[Dataset entries]
* * * *
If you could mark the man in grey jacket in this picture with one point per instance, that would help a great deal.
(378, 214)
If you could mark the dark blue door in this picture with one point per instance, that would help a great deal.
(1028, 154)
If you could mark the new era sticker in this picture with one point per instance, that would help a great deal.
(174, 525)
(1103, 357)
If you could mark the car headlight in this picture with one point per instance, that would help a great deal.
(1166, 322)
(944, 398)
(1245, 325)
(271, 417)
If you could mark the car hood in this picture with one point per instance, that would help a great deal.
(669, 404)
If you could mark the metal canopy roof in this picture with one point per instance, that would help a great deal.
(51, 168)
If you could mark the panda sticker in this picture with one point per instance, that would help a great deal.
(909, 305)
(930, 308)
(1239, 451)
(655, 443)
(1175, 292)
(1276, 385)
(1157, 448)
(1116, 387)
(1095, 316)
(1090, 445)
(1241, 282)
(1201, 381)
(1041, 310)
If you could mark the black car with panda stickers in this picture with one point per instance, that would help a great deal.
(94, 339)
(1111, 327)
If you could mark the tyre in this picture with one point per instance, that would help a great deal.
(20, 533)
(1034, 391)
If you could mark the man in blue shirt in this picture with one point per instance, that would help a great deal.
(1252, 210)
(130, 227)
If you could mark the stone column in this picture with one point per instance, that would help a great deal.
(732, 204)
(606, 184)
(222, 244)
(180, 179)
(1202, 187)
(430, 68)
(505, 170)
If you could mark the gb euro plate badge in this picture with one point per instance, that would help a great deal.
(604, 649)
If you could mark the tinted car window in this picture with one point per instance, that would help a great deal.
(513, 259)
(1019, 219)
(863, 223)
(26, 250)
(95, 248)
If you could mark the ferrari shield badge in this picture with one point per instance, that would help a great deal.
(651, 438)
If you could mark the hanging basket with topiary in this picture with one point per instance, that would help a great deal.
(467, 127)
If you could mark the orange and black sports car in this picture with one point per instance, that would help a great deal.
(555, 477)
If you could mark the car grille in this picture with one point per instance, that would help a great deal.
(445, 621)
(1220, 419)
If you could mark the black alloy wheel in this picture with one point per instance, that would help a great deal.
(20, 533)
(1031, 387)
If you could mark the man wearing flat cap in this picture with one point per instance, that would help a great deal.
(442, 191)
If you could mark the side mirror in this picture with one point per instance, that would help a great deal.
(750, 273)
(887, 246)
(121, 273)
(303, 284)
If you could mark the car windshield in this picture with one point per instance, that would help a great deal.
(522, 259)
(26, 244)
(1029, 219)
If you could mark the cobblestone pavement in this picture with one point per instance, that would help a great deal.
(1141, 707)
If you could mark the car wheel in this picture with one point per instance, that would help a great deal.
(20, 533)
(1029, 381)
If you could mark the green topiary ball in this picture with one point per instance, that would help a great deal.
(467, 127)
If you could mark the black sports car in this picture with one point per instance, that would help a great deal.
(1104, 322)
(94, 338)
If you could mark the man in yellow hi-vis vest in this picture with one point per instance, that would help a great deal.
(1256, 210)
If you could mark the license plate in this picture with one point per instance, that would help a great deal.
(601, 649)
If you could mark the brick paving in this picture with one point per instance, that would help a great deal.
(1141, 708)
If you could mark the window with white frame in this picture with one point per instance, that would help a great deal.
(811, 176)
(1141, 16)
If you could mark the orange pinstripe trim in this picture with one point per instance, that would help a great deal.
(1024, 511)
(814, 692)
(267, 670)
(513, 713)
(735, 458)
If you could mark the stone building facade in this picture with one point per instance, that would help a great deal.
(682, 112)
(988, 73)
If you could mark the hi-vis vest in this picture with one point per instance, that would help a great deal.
* * * *
#### What you will do
Please reproduce all of the entries above exactly as they appear.

#### Written response
If you could mark the man in grey jacket in this picture with one point per instance, that would help a great deal.
(378, 214)
If you could mark the dark blue door in this picture with one point per instance, that would help a great deal.
(1028, 154)
If you could mark the new era sticker in this picture with one point per instance, that would help a great deal.
(174, 525)
(1103, 357)
If you could mark the car headlight in this picture with one point per instance, that would help a great deal.
(1166, 322)
(944, 398)
(1245, 325)
(271, 417)
If you could mark the car hood in this picture with one point per instance, that would help a great deal.
(669, 404)
If you could mark the metal canopy roof in this picture with one point per instance, that would help a great deal.
(51, 168)
If you could mark the panda sticker in this picture with one point per instance, that would help a great deal.
(909, 305)
(930, 308)
(1239, 451)
(655, 443)
(1175, 292)
(1276, 385)
(1157, 448)
(1116, 387)
(1095, 316)
(1090, 445)
(1241, 282)
(1201, 381)
(1041, 310)
If you could mark the black car with panda stickers in this picture with one point per instance, that would help a great deal.
(94, 339)
(1111, 327)
If you could mark the tyre in this picture with one point per instance, that would help a great deal.
(20, 533)
(1034, 391)
If you could mark the man in blue shirt in this picture with one point per instance, that would help a great deal.
(1252, 210)
(130, 227)
If you could mark the stone column in this picture with one point per instance, that would help a great deal.
(732, 204)
(606, 184)
(222, 244)
(180, 179)
(1202, 187)
(430, 68)
(505, 170)
If you could mark the gb euro plate badge in this picture with one point per instance, that would help a great deal.
(604, 649)
If you could mark the tinted car window in this picture with one point per instance, that would help a great deal.
(513, 259)
(1019, 219)
(863, 223)
(26, 250)
(95, 248)
If you could mark the ferrari shield badge in this picture with one point per instance, that would help a great deal.
(651, 438)
If you could mark the hanging basket with topiary in this picture with one point per instance, that would help a great deal.
(467, 127)
If you could mark the orange and black sports car in this picture with one point per instance, that would help a great deal.
(555, 477)
If you could mark the car grille in this picture with one point per instance, that would help a great deal.
(445, 621)
(1220, 419)
If you could mark the black alloy wheel in this picture with one point per instance, that would help a great deal.
(20, 533)
(1031, 387)
If you could mark the man wearing flat cap in this picture with one point per instance, that would help a great deal.
(442, 191)
If you could mark the side mirror in this picture with one point per instance, that would help a great deal.
(750, 273)
(887, 246)
(121, 273)
(303, 284)
If you could mark the car windshield in this picture with one point per instance, that would help a great deal.
(522, 259)
(26, 244)
(1029, 219)
If you could mark the cobblestone pavement in this picture with one point per instance, that would help a great deal.
(1141, 707)
If you could mark the car wheel in this picture with one point per instance, that would help a great deal.
(20, 533)
(1029, 381)
If you could mark the green topiary ball in this picture with one point per instance, that would help a great deal.
(467, 127)
If you could mark the black sports car in this picture with one point per instance, that would help a great deal.
(1104, 322)
(94, 338)
If you could mark the man in yellow hi-vis vest in this picture with one point per instance, that would help a great deal.
(1256, 210)
If you could mark the license plate in this picture with one point per instance, that would help a great deal.
(601, 649)
If you could mark the brick paving in this picture with one point per instance, that would help a great deal.
(1141, 708)
If you could mark the window with white frame in this picture with one point per instance, that would help a great deal.
(811, 176)
(1141, 16)
If you could mark the orange pinstripe trim in this picture with one point per instance, that would help a great deal.
(1024, 511)
(814, 692)
(267, 670)
(513, 713)
(735, 458)
If you could mark the stone building facade in this picture with one point per instance, that would help a great deal.
(682, 112)
(988, 73)
If you could mark the hi-vis vest in this picture with one point per instance, that would help a great deal.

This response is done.